**EXERCISE PROMPT**
Edit the data below, changing every "Mark one point" to "Place one point" and keeping everything else unchanged.

-- Begin PROVIDED DATA --

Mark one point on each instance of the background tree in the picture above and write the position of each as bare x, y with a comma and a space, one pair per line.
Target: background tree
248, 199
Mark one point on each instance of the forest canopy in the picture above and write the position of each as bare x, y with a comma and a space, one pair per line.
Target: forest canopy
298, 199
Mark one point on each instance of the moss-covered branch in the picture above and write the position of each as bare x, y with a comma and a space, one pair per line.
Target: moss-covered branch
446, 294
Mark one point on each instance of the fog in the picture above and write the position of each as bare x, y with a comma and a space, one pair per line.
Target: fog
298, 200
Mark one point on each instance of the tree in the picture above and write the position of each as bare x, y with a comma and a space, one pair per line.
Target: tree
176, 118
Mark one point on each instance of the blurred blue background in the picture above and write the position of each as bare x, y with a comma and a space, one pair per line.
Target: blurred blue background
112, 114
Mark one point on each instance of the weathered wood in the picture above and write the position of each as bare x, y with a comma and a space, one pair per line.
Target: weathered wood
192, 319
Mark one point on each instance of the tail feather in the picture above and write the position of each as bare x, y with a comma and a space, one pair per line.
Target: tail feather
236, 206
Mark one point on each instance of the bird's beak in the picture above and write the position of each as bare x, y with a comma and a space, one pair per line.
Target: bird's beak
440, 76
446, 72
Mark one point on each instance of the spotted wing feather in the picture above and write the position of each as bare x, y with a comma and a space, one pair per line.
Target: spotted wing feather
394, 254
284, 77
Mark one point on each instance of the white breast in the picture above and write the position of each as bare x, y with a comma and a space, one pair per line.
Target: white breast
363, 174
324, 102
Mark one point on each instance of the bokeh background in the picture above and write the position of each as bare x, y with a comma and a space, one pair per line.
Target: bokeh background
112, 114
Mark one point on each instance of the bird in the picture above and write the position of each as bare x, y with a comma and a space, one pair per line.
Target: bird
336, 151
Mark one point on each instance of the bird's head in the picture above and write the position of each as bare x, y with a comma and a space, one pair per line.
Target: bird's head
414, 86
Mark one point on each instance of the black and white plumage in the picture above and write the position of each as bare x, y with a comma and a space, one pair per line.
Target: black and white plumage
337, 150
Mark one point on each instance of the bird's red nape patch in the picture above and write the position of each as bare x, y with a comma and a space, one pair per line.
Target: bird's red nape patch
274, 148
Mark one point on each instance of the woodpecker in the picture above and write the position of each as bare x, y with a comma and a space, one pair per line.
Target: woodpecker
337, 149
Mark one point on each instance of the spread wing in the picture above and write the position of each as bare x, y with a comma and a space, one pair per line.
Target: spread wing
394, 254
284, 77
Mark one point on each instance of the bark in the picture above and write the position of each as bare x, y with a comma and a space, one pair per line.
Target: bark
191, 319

-- End PROVIDED DATA --

**REPLY**
Place one point on each instance of the background tree in the picture above and write the position of each as bare x, y with a comma and a space, one pair per line.
Target: background tree
248, 199
Place one point on each instance of the forest canopy in the picture above and write the position of each as bare x, y with a comma and a space, one pair per line.
Target: forest canopy
298, 199
Place one point on each instance of the moss-covered branch in the picture above and write the position of each as bare x, y with a comma and a space, one pair per line.
Target: moss-covered branch
446, 294
Place one point on each instance of the fog in the picture above and write the position of each as bare x, y with a comma and a space, one pair per line.
Target: fog
298, 200
Place one point on each instance of the tree in the picture above and write the position of each as bare x, y with a comma and a space, one pair per line.
Target: tree
176, 118
Place one point on each instance of the blurred blue background in the picture above and write the position of each as bare x, y with a comma and a space, one pair per line.
Target: blurred blue background
112, 114
Place one point on each instance of the weathered wood in the picture above and write the position of each as bare x, y with a comma and a space, one pair per line.
Target: weathered wood
192, 319
Place one point on each instance of the tail feather in the picture above and write the position of each as bare x, y with a comma and a space, one pair per line.
Target: tail feather
236, 206
Place one point on each instance of the bird's beak in the picture above and write the position of each as bare x, y with a comma and a space, one pair per line.
Target: bird's beak
440, 76
446, 72
Place one point on each instance of the spotted wing feather in the picture above and write the position of each as bare x, y with a comma and a space, one pair per line.
Target: spotted wing feather
394, 254
284, 77
Place one point on each instance of the white breast in the picture above and write the position of each as bare x, y with a comma and a space, one pair per line.
Target: white breast
363, 174
324, 102
Place one point on each instance of the bokeh background in the picture above and write the position of each as bare x, y with a comma and a space, one pair per line.
Target: bokeh background
112, 114
Place one point on each instance of the bird in the picture above and write the position of each as bare x, y with a comma and a space, one pair per line.
Target: bird
336, 151
Place one point on each instance of the bird's head in the picture above and write the position of each as bare x, y with a comma and a space, one pair per line.
Target: bird's head
414, 86
Place one point on each instance of the black and white plumage in the picture above and write the position of each as bare x, y with a comma and a space, one pair per line.
Target: black and white plumage
337, 150
Place one point on each instance of the bird's red nape patch in the picture above and write the position of each as bare x, y with a comma and a space, one pair per line.
Target: bird's red nape patch
274, 148
Place one point on each instance of the woodpecker in the picture above and write the position of each as bare x, y with a comma and a space, one pair per line.
Target: woodpecker
337, 149
Place one point on each instance of the spread wing in the picture above and write the position of each as bare x, y with a comma and a space, one pair per line.
Target: spread wing
394, 254
284, 77
Place one point on each instance of the bark in the picture above and write the position of each as bare x, y with a comma and a space, one pair per line.
Target: bark
191, 319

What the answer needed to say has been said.